En d’autres termes, la souffrance permet potentiellement de densifier l’esprit, de lui apporter un recul de vie nécessaire à sa maturation. La souffrance donne à nos propos de l’épaisseur, un surcroît de légitimité : par elle, nous pouvons dire que nous avons vécu, que nous en avons "bavé".


Ceci n’est pas grand-chose. Et pourtant, l’empire infrangible d’absurdité qui semble régir la souffrance, voici qu’il n’est déjà plus ; si la souffrance permet parfois d’approfondir la conscience et de rendre les hommes plus sages, c’est bien que sa réalité n’est pas absolument définie par l’absurde, la fatalité.


La grande question est dès lors celle-ci : que peut tirer l’homme de la souffrance ? Tout dépend du contexte de cette souffrance, naturellement. Une personne qui agonise et perd son sang dans une voiture accidentée n’a clairement aucun moyen de "mettre à profit" ce qui lui arrive ; par contre, certains malades, durant leur hospitalisation, parviennent à remettre en cause leur mode de vie qui les a menés à la débâcle ; une fois sortis d’affaire, leur quotidien s’en trouve révolutionné.


Prenons un exemple concret : le romancier David Foenkinos, après une opération au cœur subie durant son adolescence, a pu accéder à un niveau de conscience supérieur. Ainsi, il affirme abruptement :


« Avoir été gravement malade est la plus belle chose qui me soit arrivée » (Le Monde, 16-17 septembre 2018)


Mais aussi :


« Avoir vécu ma propre mort m’a rendu assez mystique. J’ai eu le sentiment d’avoir été protégé. Je ne le raconte pas trop, parce qu’on passe vite pour un illuminé… » (Le Monde, 16-17 septembre 2018)


Certains jugeront la première de ces deux déclarations obscène. La seconde semble plus intéressante : la souffrance, ou plutôt l’expérience de la proximité de la mort, semble offrir un surcroît d’être à celui qui en revient. Peut-on parler d’une sorte de rite de passage ? Un rite de passage qui adviendrait sans crier gare, et que l’on aurait le choix de vivre en victime ou en combattant ?


Dans son roman "Climats", André Maurois écrit ceci :


« La maladie est une forme de bonheur moral, parce qu’elle impose à nos désirs et à nos soucis des limites fermes » (André Maurois, Climats)


Encore une assertion possiblement choquante, mais qui offre une piste à notre investigation : la souffrance permettrait à l’homme de combattre son "hubris", la démesure qui le guette.


La philosophe Simone Weil va peut-être plus loin, évoquant le lien entre christianisme et souffrance :


« L’extrême grandeur du christianisme vient de ce qu’il ne cherche pas un remède surnaturel contre la souffrance, mais un usage surnaturel de la souffrance » (Simone Weil, La pesanteur et la grâce)

Consigne:
Répondez à ces questions à partir de l'extrait sur la souffrance.
(a) Quelle opération David Foenkinos a-t-il subie durant son adolescence ?
(b) Dans quel roman André Maurois écrit-il la phrase citée sur la maladie ?
(c) De quel ouvrage est tirée la citation de Simone Weil ?

Données fournies:
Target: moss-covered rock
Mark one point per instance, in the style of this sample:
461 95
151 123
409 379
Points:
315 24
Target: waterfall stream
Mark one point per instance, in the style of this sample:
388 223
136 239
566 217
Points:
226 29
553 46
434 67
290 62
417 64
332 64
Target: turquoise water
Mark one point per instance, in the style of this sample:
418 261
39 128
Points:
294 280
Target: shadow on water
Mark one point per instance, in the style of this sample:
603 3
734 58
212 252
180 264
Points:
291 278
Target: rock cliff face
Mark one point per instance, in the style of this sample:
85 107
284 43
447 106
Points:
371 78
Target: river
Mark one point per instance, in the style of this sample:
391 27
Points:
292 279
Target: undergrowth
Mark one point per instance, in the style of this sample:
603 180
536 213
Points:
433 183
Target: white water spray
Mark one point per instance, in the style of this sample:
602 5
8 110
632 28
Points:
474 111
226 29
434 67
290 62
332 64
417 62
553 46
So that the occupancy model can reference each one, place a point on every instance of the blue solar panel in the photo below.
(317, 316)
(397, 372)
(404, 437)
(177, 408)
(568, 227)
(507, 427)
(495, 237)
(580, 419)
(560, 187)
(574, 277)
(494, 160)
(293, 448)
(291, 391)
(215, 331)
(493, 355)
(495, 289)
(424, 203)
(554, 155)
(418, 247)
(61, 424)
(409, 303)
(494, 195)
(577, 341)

Votre réponse:
(a) Une opération au cœur.
(b) Dans « Climats ».
(c) De « La pesanteur et la grâce ».